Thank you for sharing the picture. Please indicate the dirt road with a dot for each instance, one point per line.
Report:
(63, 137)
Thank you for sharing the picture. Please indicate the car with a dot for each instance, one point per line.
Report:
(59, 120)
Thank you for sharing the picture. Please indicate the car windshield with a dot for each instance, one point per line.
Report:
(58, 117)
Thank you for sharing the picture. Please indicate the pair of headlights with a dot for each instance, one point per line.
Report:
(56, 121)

*Exercise directions*: Wherever the word "picture" appears in the records above, copy that line.

*Result of the exercise*:
Thank you for sharing the picture. Please indicate the dirt road with a dot for each instance, one point per line.
Thank you for sharing the picture. Please indicate the car with a dot for each instance, one point per line.
Thank you for sharing the picture. Please indicate the car windshield with a dot for each instance, one point per line.
Thank you for sharing the picture. Please indicate the pair of headlights with a dot for each instance, one point per line.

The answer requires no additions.